_Task brief_
List every line from the entries below that contains the word "pink". Case counts, so only lines with that exact capitalization qualify.

# Records provided start

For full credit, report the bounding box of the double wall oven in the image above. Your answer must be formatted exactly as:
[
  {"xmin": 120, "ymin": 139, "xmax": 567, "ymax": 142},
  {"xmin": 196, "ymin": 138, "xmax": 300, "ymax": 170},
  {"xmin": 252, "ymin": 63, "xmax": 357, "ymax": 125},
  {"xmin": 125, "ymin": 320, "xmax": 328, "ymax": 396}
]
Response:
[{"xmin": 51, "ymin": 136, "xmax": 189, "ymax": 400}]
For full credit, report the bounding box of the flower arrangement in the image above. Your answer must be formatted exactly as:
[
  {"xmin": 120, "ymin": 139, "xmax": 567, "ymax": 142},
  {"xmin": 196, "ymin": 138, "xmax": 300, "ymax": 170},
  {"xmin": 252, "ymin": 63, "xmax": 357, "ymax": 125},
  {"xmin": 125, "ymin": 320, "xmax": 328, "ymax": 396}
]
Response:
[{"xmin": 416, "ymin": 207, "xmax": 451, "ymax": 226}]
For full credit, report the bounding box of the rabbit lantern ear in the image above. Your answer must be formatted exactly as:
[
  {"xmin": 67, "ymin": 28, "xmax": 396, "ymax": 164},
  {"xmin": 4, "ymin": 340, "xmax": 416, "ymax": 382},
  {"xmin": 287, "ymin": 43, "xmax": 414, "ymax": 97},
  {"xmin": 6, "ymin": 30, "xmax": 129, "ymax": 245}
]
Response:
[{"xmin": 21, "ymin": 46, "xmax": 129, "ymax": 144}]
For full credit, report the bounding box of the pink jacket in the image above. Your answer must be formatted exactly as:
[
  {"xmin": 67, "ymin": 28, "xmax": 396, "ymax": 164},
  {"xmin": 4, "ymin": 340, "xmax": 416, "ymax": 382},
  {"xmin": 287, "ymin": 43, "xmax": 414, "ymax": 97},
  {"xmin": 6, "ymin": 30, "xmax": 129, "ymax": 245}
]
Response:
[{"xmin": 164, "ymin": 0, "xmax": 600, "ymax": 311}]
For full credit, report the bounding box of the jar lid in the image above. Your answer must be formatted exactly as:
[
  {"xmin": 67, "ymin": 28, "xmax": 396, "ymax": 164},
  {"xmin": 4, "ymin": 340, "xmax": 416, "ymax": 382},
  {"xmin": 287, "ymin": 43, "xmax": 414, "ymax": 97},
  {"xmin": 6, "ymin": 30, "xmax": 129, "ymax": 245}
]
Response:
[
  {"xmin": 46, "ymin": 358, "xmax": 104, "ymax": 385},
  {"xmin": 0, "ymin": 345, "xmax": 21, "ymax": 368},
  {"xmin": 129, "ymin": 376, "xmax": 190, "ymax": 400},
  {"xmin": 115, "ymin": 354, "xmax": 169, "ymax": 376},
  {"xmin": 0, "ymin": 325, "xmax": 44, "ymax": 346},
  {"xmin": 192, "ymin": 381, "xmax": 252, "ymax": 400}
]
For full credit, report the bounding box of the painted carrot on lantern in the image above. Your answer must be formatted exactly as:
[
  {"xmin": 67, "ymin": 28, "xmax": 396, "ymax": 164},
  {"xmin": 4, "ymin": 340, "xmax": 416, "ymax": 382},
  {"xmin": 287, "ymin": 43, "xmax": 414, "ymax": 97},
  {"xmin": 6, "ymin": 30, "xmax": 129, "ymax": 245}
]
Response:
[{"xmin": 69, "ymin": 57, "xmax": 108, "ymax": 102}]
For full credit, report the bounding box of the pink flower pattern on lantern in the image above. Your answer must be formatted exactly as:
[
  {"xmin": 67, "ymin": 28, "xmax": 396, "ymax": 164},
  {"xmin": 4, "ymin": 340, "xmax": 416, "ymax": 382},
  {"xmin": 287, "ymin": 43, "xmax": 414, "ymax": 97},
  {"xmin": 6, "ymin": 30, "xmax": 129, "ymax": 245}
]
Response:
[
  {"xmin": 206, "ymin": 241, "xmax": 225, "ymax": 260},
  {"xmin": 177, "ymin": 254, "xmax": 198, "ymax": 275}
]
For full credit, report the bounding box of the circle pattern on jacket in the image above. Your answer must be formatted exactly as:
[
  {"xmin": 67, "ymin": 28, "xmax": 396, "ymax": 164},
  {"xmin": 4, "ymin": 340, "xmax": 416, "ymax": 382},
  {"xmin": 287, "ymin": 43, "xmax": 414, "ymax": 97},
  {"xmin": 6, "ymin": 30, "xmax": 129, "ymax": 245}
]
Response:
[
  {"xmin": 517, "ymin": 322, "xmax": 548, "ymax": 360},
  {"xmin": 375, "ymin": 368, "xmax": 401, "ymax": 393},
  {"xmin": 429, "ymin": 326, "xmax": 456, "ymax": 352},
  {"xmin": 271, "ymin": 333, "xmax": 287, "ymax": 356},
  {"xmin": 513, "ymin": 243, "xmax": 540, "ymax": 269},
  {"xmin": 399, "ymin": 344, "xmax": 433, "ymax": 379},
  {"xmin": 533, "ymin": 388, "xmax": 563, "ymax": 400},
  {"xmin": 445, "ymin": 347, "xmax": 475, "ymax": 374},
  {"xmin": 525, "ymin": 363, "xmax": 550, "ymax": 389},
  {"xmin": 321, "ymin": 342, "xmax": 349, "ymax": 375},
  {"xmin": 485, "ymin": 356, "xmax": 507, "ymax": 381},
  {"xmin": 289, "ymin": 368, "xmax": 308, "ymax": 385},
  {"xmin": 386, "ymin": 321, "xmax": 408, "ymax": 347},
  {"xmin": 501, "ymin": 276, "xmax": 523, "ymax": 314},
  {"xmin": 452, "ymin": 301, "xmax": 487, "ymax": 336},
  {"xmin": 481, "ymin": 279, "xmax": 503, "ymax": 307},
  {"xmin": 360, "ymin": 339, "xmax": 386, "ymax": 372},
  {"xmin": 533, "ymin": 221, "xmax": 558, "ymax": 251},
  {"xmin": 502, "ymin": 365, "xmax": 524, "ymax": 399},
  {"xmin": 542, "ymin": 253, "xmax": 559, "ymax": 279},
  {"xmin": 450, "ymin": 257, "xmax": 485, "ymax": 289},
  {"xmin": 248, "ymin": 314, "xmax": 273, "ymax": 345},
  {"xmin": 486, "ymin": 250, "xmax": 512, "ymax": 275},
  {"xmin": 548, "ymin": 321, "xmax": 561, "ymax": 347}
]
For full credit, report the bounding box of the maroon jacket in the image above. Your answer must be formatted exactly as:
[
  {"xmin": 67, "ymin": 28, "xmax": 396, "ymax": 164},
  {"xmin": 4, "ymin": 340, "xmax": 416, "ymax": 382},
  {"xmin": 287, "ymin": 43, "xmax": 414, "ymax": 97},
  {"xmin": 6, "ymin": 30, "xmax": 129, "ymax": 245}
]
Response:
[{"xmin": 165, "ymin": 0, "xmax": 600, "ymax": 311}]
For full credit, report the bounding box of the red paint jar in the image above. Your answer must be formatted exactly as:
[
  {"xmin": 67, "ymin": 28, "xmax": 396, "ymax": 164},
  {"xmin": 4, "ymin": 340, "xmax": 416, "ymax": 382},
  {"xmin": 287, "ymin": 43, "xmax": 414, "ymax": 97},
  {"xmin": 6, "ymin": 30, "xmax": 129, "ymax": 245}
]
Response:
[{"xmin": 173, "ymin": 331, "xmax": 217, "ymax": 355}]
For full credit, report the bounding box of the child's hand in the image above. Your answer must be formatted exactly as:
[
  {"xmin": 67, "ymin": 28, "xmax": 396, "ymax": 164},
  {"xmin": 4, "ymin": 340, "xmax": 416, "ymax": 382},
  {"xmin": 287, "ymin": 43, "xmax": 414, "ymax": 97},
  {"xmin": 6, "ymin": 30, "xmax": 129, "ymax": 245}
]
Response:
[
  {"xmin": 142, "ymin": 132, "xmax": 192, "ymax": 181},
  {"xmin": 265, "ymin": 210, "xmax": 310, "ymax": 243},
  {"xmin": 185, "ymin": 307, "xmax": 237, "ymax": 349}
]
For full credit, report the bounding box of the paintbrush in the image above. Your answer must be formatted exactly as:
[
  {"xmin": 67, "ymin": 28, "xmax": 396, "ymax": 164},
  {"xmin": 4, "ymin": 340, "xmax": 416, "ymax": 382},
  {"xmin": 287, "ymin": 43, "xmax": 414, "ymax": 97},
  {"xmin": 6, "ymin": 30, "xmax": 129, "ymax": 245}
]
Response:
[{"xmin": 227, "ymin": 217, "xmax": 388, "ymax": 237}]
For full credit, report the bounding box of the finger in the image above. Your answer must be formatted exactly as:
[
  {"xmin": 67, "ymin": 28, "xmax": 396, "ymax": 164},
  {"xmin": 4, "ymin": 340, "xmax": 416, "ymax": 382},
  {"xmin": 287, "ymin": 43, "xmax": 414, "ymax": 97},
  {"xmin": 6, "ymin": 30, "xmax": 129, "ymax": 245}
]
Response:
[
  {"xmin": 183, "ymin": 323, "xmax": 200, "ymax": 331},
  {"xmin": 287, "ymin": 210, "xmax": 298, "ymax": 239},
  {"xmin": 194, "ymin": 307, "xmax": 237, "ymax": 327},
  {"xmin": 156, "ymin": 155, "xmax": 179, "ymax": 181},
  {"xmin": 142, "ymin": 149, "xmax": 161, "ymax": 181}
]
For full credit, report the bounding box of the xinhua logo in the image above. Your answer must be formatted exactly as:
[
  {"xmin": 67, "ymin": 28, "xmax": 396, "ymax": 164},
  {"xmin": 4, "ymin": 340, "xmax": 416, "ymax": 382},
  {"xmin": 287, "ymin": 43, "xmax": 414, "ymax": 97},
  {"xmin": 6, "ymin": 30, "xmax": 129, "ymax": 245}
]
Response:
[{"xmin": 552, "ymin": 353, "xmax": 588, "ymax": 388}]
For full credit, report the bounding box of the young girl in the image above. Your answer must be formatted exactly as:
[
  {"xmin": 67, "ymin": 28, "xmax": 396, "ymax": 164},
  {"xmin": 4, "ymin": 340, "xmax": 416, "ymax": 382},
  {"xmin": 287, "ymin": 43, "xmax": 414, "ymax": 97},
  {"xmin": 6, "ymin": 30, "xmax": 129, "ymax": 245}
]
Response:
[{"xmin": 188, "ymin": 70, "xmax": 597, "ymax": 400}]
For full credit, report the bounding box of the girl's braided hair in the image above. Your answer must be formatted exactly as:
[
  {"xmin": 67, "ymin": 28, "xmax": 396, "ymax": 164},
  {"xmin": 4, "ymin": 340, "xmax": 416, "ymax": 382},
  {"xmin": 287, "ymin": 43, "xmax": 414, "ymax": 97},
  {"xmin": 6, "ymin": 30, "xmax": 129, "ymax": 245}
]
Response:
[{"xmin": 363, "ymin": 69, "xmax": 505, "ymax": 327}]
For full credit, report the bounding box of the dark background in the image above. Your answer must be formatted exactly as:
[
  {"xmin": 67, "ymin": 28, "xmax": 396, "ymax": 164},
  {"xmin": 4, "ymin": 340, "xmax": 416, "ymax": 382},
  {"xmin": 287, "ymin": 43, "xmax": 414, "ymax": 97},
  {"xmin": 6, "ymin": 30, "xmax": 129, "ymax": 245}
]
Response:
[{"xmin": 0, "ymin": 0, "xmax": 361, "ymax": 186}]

# Records provided end
# Records provided start

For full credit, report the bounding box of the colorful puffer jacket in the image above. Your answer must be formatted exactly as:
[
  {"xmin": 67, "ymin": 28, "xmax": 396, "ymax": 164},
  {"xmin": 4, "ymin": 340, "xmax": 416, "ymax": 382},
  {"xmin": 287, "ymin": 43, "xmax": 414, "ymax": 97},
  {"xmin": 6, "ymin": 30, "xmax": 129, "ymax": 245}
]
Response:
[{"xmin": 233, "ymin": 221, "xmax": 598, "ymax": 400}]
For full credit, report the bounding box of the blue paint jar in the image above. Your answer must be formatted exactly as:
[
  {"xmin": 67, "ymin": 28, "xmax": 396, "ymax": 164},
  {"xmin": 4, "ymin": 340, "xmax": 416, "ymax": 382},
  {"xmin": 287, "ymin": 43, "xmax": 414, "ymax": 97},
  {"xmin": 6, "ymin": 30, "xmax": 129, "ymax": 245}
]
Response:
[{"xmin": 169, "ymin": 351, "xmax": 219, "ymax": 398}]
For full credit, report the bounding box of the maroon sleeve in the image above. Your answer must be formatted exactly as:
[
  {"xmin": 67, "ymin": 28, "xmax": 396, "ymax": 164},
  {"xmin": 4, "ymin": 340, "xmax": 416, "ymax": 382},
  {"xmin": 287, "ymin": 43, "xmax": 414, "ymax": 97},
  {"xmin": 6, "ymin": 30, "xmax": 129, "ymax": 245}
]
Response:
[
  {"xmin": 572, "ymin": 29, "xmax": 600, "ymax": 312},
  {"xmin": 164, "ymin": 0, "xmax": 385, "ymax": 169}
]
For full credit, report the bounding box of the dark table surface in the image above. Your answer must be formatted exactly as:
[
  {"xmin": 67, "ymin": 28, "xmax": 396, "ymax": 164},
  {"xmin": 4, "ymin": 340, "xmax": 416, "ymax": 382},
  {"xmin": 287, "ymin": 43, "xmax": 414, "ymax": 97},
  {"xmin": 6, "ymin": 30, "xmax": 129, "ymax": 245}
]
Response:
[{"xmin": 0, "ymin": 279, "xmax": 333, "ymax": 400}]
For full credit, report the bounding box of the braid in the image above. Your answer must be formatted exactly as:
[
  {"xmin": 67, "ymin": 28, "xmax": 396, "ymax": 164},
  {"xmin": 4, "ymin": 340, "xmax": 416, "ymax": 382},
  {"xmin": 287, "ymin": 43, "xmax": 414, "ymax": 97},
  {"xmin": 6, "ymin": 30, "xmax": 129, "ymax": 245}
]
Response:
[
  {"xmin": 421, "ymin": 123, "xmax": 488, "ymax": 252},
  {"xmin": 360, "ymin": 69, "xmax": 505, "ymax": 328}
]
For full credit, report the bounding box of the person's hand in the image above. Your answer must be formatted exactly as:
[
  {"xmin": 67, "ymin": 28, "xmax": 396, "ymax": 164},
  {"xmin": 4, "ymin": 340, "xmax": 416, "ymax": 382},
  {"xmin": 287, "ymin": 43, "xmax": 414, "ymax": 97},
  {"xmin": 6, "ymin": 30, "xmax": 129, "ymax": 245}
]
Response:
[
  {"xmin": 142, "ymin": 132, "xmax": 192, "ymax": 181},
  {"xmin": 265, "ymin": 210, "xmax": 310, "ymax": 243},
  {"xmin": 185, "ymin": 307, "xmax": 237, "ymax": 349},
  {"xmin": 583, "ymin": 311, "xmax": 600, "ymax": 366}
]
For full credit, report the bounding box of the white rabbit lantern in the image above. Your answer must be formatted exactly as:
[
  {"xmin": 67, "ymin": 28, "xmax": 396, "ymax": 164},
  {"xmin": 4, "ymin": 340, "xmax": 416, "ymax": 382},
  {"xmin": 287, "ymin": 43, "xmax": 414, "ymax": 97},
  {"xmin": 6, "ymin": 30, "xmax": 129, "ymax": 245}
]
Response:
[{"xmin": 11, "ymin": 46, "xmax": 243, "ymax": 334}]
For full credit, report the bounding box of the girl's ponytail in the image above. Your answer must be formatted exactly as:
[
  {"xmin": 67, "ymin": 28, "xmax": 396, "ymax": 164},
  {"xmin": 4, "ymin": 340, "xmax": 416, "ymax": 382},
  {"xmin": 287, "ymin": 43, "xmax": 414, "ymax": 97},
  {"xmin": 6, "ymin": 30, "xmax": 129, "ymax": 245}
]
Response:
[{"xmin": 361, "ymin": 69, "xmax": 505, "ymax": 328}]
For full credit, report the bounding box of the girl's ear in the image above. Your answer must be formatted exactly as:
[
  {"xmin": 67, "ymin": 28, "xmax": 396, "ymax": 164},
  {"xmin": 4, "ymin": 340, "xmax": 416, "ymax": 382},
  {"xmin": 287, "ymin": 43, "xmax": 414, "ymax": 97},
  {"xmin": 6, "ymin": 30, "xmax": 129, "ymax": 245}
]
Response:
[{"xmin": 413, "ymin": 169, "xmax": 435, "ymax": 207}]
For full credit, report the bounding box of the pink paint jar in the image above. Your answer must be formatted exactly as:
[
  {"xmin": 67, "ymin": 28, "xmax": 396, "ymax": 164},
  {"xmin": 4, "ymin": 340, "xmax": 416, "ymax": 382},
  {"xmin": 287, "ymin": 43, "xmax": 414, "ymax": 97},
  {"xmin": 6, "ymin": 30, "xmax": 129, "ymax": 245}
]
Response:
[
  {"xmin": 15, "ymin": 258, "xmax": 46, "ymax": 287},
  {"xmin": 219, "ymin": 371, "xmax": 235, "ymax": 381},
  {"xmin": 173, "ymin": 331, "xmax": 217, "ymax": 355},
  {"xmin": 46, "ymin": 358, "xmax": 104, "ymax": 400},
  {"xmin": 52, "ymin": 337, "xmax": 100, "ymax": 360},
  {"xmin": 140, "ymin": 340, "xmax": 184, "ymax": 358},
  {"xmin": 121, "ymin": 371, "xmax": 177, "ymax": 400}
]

# Records provided end

_Result_
For full credit, report the bounding box of the pink jacket in the image above. Your answer must be formatted exactly as:
For full credit, report the bounding box of the pink flower pattern on lantern in the image above. Your answer must be formatted exactly as:
For full credit, report the bounding box of the pink paint jar in the image above. Your answer must be formatted exactly as:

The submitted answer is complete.